Pointing dataset records:
+++
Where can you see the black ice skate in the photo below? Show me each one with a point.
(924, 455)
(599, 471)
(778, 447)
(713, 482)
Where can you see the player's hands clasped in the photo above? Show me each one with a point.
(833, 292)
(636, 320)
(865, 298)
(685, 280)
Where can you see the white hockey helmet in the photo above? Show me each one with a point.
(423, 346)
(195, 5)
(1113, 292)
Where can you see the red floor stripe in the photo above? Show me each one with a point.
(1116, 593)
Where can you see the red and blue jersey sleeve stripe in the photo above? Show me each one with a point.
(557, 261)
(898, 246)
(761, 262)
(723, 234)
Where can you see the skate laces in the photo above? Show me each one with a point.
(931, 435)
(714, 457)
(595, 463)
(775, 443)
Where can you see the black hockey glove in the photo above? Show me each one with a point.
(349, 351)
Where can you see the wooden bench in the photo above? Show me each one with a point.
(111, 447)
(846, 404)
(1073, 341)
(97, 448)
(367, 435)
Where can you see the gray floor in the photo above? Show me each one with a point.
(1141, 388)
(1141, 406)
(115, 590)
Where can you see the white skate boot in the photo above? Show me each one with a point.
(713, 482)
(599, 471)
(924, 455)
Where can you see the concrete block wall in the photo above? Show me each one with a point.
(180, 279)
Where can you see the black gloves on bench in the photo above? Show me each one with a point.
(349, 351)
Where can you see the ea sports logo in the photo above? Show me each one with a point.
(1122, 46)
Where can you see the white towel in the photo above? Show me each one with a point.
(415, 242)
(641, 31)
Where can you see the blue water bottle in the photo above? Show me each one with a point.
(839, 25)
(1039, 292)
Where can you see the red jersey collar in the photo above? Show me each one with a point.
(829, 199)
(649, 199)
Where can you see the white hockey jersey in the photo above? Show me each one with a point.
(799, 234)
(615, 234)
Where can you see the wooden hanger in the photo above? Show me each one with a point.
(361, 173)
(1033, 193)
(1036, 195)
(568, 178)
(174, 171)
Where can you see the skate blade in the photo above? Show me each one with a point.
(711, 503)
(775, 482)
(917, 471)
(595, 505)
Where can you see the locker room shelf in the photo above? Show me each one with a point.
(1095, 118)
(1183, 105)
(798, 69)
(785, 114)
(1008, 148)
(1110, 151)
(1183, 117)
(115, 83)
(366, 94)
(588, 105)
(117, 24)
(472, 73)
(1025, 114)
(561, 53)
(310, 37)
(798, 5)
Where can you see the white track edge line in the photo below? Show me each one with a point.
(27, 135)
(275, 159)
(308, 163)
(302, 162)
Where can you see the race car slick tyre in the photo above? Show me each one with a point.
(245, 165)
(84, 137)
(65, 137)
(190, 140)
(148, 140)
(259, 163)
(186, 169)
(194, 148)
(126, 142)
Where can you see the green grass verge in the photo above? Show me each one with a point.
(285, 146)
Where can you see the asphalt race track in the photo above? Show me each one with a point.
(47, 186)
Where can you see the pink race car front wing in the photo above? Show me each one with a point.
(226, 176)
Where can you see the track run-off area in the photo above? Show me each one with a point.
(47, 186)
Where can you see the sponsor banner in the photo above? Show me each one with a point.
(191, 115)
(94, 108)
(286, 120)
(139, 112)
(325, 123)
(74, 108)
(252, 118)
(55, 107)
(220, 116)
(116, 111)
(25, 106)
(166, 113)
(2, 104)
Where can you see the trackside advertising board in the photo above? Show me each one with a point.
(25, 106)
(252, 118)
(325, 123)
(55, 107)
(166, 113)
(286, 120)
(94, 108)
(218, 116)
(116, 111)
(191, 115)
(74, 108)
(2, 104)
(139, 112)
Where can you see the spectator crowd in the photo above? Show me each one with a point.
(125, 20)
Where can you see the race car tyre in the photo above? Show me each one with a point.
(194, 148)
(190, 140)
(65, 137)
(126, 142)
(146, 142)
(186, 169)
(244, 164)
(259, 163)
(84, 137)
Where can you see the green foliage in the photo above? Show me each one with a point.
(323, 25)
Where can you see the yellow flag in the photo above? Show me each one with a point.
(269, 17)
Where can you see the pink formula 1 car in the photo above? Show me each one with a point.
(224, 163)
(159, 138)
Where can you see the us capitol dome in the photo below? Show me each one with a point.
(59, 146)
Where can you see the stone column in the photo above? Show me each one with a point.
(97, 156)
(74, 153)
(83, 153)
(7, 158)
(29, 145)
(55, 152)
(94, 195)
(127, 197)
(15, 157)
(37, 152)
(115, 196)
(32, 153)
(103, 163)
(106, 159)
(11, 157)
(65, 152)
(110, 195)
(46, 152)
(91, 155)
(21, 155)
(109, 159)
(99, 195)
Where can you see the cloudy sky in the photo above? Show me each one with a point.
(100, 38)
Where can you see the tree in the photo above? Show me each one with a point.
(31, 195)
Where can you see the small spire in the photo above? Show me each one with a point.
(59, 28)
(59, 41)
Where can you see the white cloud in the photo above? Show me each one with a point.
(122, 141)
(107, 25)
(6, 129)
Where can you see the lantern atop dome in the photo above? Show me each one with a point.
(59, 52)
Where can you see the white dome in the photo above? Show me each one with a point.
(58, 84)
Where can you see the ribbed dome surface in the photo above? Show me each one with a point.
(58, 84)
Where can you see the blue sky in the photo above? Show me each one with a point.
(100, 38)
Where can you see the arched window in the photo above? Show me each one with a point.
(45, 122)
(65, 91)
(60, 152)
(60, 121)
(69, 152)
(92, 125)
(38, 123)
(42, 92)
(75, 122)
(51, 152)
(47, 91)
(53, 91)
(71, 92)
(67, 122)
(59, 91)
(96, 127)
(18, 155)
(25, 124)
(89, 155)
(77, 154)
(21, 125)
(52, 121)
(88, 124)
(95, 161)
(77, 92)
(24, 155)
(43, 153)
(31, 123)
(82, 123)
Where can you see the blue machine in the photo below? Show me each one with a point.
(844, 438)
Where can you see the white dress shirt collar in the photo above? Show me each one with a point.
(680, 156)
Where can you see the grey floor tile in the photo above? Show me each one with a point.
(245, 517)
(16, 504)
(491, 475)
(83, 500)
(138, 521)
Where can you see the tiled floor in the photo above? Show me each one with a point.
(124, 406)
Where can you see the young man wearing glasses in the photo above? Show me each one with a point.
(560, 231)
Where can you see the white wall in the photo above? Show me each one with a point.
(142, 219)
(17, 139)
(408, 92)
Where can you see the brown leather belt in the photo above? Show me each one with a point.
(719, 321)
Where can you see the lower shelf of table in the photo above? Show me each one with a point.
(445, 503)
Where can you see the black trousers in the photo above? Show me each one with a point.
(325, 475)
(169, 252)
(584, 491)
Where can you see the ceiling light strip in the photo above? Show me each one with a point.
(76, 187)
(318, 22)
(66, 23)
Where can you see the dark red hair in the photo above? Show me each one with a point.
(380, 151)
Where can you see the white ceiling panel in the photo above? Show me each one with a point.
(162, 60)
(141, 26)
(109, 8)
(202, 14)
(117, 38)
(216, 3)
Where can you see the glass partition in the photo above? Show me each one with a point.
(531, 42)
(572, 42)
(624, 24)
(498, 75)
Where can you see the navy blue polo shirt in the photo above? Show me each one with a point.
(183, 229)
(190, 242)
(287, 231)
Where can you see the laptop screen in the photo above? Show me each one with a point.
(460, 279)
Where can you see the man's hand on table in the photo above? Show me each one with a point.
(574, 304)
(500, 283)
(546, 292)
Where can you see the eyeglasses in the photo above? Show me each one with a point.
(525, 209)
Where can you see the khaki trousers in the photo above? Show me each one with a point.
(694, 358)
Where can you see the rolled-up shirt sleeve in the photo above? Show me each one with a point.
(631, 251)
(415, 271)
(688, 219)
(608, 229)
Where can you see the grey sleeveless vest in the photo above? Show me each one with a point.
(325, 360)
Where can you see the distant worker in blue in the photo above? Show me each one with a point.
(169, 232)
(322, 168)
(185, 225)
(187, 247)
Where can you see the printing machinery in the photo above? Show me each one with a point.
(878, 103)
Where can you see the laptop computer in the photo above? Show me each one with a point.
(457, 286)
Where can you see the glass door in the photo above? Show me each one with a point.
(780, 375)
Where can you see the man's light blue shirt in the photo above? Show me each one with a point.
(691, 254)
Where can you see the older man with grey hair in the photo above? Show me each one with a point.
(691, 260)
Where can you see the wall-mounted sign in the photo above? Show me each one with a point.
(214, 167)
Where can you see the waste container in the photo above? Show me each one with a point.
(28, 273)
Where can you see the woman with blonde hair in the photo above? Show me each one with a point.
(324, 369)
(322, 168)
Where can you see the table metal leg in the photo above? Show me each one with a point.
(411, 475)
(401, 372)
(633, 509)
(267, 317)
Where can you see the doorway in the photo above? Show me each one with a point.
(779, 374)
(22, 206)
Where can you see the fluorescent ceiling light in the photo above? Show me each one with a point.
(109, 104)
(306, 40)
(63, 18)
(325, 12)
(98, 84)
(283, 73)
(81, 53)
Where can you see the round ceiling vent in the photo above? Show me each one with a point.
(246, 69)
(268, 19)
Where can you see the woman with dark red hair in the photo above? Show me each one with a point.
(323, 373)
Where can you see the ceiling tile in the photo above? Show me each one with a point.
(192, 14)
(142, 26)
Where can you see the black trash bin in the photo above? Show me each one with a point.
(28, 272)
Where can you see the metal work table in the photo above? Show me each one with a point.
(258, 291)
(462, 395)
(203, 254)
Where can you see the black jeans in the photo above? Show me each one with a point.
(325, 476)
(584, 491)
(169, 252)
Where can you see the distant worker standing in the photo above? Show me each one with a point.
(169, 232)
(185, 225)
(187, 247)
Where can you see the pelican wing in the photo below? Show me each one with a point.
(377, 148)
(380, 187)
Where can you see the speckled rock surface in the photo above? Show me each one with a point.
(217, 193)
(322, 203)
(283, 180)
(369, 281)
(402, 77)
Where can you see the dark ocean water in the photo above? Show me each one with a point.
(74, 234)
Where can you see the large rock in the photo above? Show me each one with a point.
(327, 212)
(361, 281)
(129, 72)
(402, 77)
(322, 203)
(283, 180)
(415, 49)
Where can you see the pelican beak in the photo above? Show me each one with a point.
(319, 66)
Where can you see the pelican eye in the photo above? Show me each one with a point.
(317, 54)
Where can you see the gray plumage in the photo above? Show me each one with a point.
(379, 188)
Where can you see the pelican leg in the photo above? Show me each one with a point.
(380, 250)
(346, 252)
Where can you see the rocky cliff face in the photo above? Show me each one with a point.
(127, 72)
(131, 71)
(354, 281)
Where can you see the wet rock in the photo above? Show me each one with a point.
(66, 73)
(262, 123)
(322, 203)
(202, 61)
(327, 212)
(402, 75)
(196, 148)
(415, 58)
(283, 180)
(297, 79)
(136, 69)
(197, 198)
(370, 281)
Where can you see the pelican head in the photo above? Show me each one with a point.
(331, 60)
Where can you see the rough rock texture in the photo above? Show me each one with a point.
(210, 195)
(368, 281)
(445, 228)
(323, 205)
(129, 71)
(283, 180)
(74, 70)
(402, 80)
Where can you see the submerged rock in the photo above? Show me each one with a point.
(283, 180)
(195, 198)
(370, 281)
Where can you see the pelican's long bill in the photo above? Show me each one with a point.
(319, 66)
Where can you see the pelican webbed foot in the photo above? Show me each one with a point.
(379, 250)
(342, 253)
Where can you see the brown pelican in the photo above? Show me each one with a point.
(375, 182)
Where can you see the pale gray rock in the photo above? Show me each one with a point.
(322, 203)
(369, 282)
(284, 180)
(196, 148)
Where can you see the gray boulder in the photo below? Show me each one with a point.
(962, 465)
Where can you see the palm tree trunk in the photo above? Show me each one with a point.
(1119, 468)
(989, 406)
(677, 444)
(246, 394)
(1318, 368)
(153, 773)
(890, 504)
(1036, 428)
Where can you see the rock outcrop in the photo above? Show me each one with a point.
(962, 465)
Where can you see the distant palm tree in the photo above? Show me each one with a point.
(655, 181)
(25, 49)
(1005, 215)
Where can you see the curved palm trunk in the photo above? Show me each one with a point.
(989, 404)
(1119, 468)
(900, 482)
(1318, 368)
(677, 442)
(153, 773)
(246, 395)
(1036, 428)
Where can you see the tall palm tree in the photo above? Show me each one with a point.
+++
What this task involves » Copy out the lines above without any changes, from the line containing "Where can you see the pelican webbed" through the end of the records, both included.

Result »
Where can you see the pelican webbed foot in the photo above? Show me each one with a point.
(379, 250)
(342, 253)
Where can you see the brown pelican in the photo above? Show me each one with a point.
(375, 182)
Where can you see the pale gray rock in the photo above? Show me each one with a point.
(322, 203)
(369, 282)
(284, 180)
(196, 148)
Where can you see the gray boulder in the photo below? Show me each one with a point.
(962, 465)
Where can you see the palm tree trunk in the photo above? Show me each one with a point.
(1119, 468)
(989, 406)
(677, 444)
(246, 394)
(1318, 368)
(153, 773)
(890, 504)
(1036, 428)
Where can you see the rock outcrop in the photo above? Show me each one with a point.
(962, 465)
Where can you see the distant palm tree in the photo above? Show me each one with a point.
(655, 181)
(25, 49)
(1005, 215)
Where can you see the curved palm trunk in the photo above? Show me each one with a point.
(989, 404)
(1119, 468)
(900, 482)
(1318, 368)
(677, 442)
(153, 773)
(246, 395)
(1036, 428)
Where can you see the tall palm tree in the photo above? Show me each one with a point.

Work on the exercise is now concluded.